[DATA EXTRACTS]

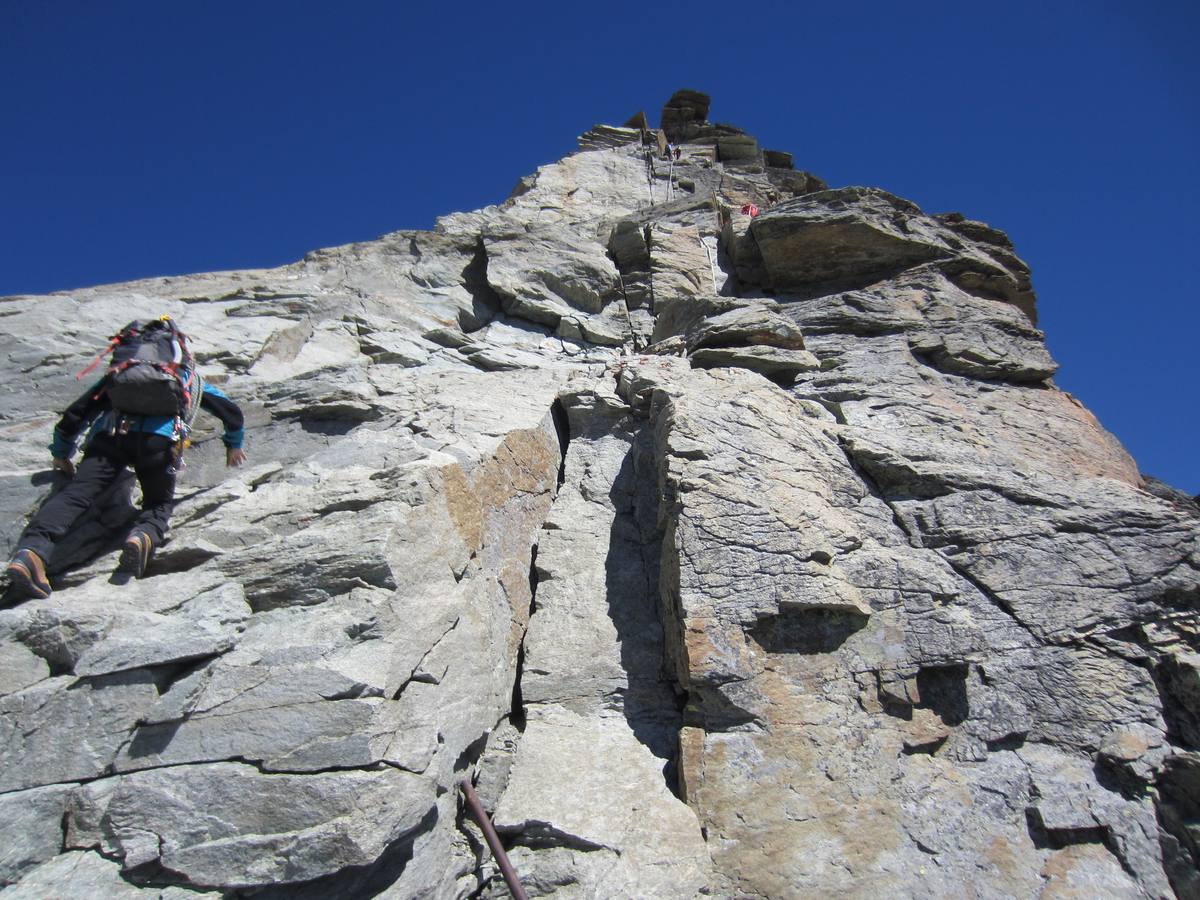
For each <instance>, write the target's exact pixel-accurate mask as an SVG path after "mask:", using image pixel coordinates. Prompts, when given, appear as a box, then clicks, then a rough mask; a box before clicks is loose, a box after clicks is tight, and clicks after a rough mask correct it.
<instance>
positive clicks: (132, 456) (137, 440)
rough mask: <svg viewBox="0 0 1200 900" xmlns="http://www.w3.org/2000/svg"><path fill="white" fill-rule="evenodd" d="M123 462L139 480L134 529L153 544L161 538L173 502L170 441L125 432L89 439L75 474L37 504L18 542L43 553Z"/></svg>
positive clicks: (116, 470) (75, 517) (97, 492)
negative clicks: (60, 489)
mask: <svg viewBox="0 0 1200 900" xmlns="http://www.w3.org/2000/svg"><path fill="white" fill-rule="evenodd" d="M126 467H133V472H134V473H136V474H137V476H138V484H139V485H142V512H140V515H139V516H138V520H137V522H136V523H134V528H133V530H140V532H145V533H146V534H149V535H150V538H151V540H154V542H155V546H157V545H158V544H161V542H162V539H163V536H164V535H166V534H167V524H168V522H169V521H170V511H172V509H173V508H174V505H175V454H174V442H173V440H172V439H170V438H168V437H164V436H162V434H149V433H145V432H130V433H128V434H97V436H96V437H95V438H94V439H92V442H91V444H90V445H89V446H88V451H86V452H85V454H84V456H83V460H82V461H80V463H79V468H78V469H77V470H76V474H74V478H72V479H71V481H68V482H67V485H66V487H64V488H62V490H61V491H59V492H58V493H56V494H54V496H53V497H50V499H48V500H47V502H46V503H44V504H43V505H42V508H41V509H40V510H38V511H37V515H35V516H34V521H32V522H30V523H29V527H26V528H25V530H24V532H23V533H22V535H20V540H19V541H18V547H20V548H22V550H31V551H34V552H35V553H37V556H40V557H41V558H42V559H48V558H49V554H50V548H52V547H53V546H54V542H55V541H56V540H59V539H60V538H62V536H64V535H65V534H66V533H67V532H68V530H71V526H72V524H73V523H74V521H76V520H77V518H79V516H82V515H83V514H84V512H85V511H86V510H88V508H89V506H91V504H92V503H94V502H95V500H96V498H97V497H100V494H102V493H103V492H104V490H106V488H108V487H109V486H110V485H112V484H113V482H114V481H116V479H118V478H120V475H121V473H122V472H124V470H125V469H126Z"/></svg>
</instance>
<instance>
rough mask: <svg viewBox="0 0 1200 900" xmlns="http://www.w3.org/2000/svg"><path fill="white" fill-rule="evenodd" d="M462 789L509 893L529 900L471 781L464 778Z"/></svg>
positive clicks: (508, 857)
mask: <svg viewBox="0 0 1200 900" xmlns="http://www.w3.org/2000/svg"><path fill="white" fill-rule="evenodd" d="M460 787H462V796H463V797H464V798H466V800H467V809H468V810H469V811H470V817H472V818H474V820H475V824H478V826H479V827H480V828H481V829H482V832H484V840H486V841H487V846H488V847H490V848H491V851H492V856H493V857H494V858H496V864H497V865H499V866H500V875H503V876H504V883H505V884H508V886H509V893H510V894H512V898H514V900H527V896H526V893H524V888H522V887H521V880H520V878H517V872H516V870H515V869H514V868H512V863H510V862H509V854H508V853H505V852H504V846H503V845H502V844H500V836H499V835H498V834H497V833H496V828H493V827H492V820H491V818H488V817H487V812H485V811H484V804H481V803H480V802H479V797H478V796H476V794H475V788H474V787H472V785H470V779H469V778H464V779H463V780H462V781H461V782H460Z"/></svg>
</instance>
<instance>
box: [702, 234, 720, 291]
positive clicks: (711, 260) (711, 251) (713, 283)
mask: <svg viewBox="0 0 1200 900" xmlns="http://www.w3.org/2000/svg"><path fill="white" fill-rule="evenodd" d="M700 247H701V250H703V251H704V256H706V257H708V274H709V275H712V276H713V293H714V294H719V293H721V292H720V289H719V288H718V287H716V260H714V259H713V253H712V251H709V250H708V245H707V244H704V238H703V235H701V238H700Z"/></svg>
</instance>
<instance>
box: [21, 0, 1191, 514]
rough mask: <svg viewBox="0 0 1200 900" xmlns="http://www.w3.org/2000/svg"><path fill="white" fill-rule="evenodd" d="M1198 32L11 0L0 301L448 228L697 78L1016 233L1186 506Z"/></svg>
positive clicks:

[/DATA EXTRACTS]

» EXERCISE
Can you rewrite the listing from its first line through the line containing "positive clicks: (116, 470)", including that line, with "tight" replaced by "snug" and everything else unchanged? Leave the pictures out of your answer.

» RESULT OF THE EXERCISE
For each <instance>, write the target's exact pixel-accurate mask as an SVG path after "mask:", using image pixel coordinates. Prompts, when given, appear as a box, then clicks, then a rough mask; a box before clicks is loose, a box after clicks is snug, and clicks after a rough mask correct it.
<instance>
positive clicks: (132, 456) (137, 440)
rough mask: <svg viewBox="0 0 1200 900" xmlns="http://www.w3.org/2000/svg"><path fill="white" fill-rule="evenodd" d="M123 462L139 480L134 529L153 544L161 538L173 502L170 441L125 432L89 439L75 474L37 504L18 542L43 553Z"/></svg>
positive clicks: (116, 470) (75, 517) (97, 492)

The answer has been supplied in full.